[WORK TO BE COMPLETED] Only the lines running from the one with "is red nail" to the end of the listing should be returned, each exactly as it appears, with both ends kept.

+--

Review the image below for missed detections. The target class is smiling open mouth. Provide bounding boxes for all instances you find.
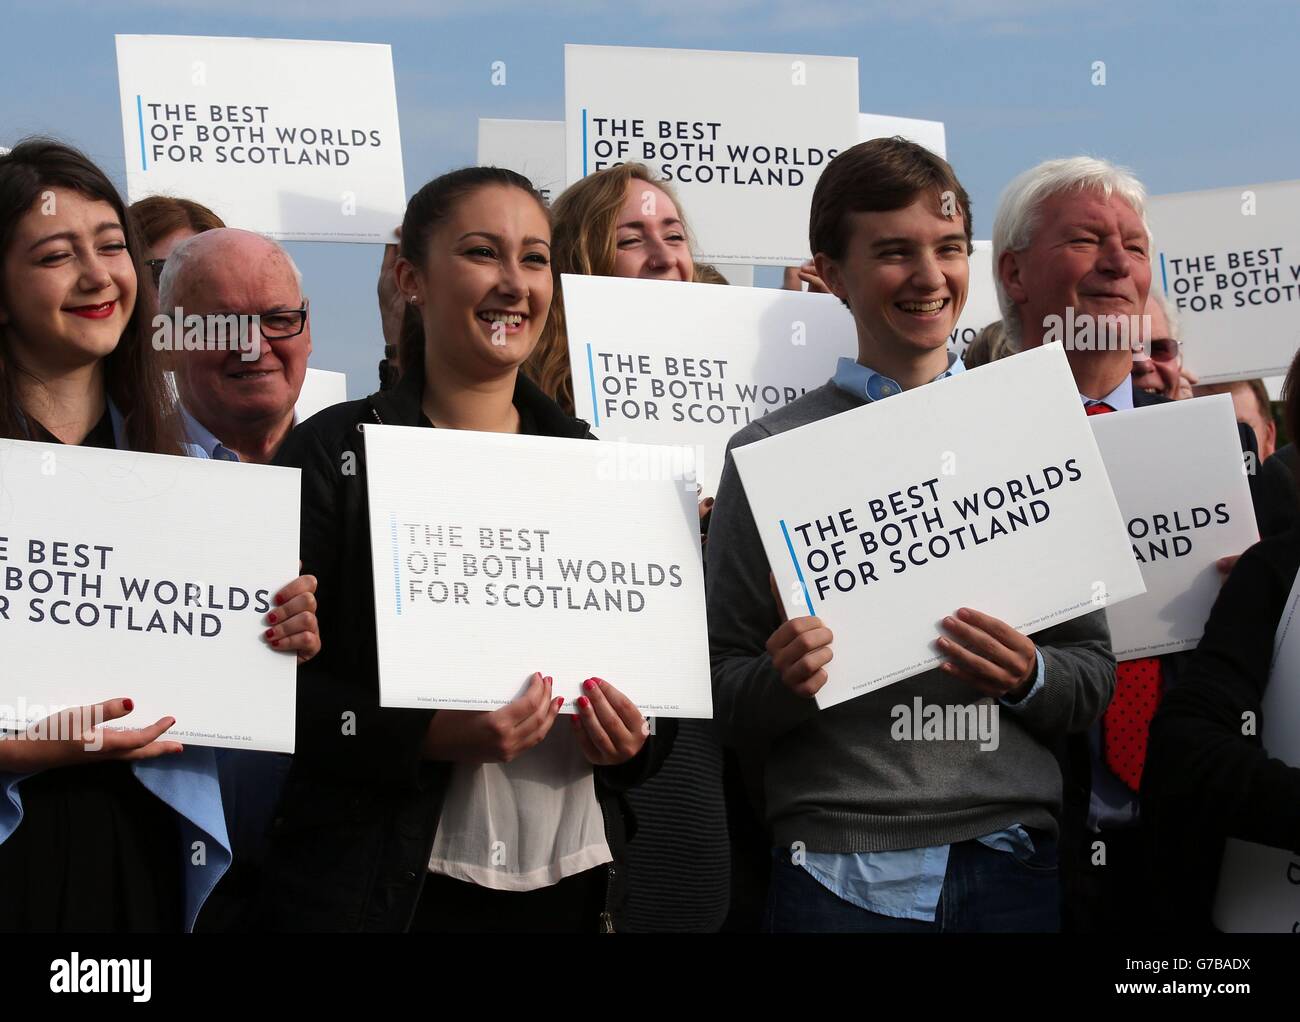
[477,311,525,325]
[896,298,949,315]
[66,301,117,319]
[229,369,276,380]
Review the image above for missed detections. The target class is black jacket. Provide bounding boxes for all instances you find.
[1143,526,1300,931]
[1256,443,1299,539]
[257,371,675,931]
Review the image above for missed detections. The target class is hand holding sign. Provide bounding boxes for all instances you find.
[938,607,1037,700]
[378,227,404,351]
[570,678,650,765]
[767,573,835,699]
[422,673,564,763]
[265,572,321,664]
[0,698,181,772]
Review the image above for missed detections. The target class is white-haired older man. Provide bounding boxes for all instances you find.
[158,228,312,464]
[992,157,1262,934]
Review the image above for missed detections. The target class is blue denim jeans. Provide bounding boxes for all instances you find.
[765,833,1061,933]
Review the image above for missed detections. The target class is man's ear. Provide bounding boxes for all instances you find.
[998,249,1029,305]
[812,252,849,308]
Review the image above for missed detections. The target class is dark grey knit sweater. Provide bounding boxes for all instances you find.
[705,382,1116,852]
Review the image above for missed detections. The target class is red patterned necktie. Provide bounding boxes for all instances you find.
[1085,398,1164,791]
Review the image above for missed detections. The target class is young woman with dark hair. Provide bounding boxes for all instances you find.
[0,138,318,932]
[261,166,673,932]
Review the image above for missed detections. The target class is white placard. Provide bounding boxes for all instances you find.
[949,241,999,358]
[1214,565,1300,932]
[115,34,406,243]
[477,118,566,204]
[295,368,347,421]
[858,112,946,158]
[0,440,299,751]
[365,425,712,717]
[562,274,858,497]
[566,44,858,266]
[1091,395,1259,659]
[731,343,1145,708]
[1148,180,1300,382]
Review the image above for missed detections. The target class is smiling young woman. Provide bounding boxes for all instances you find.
[525,162,696,416]
[0,139,319,933]
[260,167,674,933]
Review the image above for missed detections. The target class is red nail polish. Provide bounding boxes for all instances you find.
[557,697,565,708]
[274,595,284,606]
[271,639,281,647]
[265,629,275,639]
[584,679,596,691]
[578,696,589,708]
[123,698,134,712]
[268,613,278,624]
[592,677,604,687]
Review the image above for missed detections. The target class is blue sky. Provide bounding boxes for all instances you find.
[3,0,1297,397]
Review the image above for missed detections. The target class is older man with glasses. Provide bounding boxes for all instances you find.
[994,156,1266,935]
[157,228,312,464]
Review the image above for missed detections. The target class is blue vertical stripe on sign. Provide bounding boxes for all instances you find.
[136,95,148,171]
[780,519,814,615]
[582,107,588,176]
[1160,252,1168,294]
[586,343,600,427]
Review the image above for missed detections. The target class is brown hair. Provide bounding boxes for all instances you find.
[397,166,550,384]
[693,263,729,285]
[1284,351,1300,452]
[962,320,1012,369]
[1193,379,1274,426]
[809,137,973,261]
[128,195,226,250]
[0,138,181,453]
[524,163,694,415]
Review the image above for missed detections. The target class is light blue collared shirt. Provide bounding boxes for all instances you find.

+--

[RESULT]
Review the image above for missed detections. The target class is red nail polish. Provide bounding boxes for all instances you find.
[557,697,565,708]
[274,595,284,606]
[271,639,281,647]
[265,629,275,639]
[584,679,596,691]
[578,696,589,708]
[123,698,134,712]
[268,613,278,624]
[592,677,604,687]
Review the image above for missed detections. The target class is blue sky. Provide bounding boxes for all instances you find.
[3,0,1297,397]
Review the image above for missed detections. The target class is older man with glasses. Provide bounding boxes for all instances you find.
[994,156,1266,935]
[157,228,312,464]
Review the image above for missed detections. The target class is blue vertical stripe on sign. Provide bounding boxes for all instances you find.
[136,95,148,171]
[780,519,814,615]
[582,107,588,176]
[1160,252,1168,294]
[586,343,600,427]
Review the image above for missed detections. The target class is brown hair. Provide bounding boxes for all instances you find.
[397,166,550,384]
[693,263,729,285]
[1284,351,1300,452]
[962,320,1012,369]
[1193,379,1274,426]
[809,137,973,261]
[128,195,226,250]
[0,138,181,453]
[524,163,694,415]
Review the image above for missed detections. The target class is light blue collared shirt. Provide bounding boxes for all instances you find.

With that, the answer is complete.